### Working data:
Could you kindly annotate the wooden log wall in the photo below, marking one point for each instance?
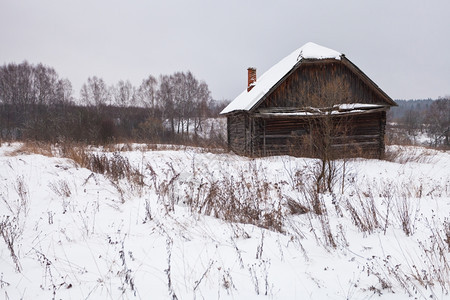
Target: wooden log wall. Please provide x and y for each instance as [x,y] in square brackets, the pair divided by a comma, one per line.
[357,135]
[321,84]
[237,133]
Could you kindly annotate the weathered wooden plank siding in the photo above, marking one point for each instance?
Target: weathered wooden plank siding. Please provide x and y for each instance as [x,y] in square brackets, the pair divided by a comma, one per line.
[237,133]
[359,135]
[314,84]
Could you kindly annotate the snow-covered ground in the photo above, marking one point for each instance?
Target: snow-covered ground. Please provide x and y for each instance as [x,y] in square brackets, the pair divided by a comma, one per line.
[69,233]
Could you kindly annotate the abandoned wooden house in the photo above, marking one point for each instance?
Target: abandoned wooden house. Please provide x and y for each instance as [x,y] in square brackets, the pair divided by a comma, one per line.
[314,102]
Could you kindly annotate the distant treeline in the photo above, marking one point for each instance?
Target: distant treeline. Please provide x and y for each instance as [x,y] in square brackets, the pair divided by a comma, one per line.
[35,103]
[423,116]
---
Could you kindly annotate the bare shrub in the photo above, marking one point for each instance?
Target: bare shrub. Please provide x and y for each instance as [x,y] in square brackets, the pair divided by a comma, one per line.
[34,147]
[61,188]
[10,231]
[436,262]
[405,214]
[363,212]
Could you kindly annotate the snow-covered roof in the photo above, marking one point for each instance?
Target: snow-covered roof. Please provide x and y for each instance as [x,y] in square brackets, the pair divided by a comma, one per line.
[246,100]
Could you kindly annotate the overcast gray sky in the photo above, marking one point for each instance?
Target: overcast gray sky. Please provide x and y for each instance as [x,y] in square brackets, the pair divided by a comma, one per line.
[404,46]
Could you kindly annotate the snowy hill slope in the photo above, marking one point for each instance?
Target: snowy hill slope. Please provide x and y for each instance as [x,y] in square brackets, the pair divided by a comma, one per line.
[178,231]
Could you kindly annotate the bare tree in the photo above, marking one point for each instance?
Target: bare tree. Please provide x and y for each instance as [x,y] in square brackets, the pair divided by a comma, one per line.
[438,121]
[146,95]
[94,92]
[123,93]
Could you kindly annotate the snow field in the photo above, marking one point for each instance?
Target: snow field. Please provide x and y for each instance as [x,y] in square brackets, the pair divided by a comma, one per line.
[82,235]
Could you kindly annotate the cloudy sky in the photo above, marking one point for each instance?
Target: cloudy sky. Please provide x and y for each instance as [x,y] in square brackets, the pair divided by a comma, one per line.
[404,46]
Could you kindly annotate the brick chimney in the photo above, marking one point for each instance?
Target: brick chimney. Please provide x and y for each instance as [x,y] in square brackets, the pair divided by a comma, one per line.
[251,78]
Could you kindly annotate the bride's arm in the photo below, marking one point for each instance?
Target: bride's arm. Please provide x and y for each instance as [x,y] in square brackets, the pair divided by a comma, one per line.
---
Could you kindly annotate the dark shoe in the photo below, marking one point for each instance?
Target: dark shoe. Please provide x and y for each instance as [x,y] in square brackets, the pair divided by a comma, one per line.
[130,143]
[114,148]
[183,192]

### What you are asked to do:
Copy here each line of the preceding records with "bride" in it.

### Result of the exercise:
Could you kindly annotate the bride's arm in the photo below, marking one point for each instance?
Target: bride's arm. Please provide x and y for each instance as [x,y] in square brackets, the pair divided by a comma, one per line.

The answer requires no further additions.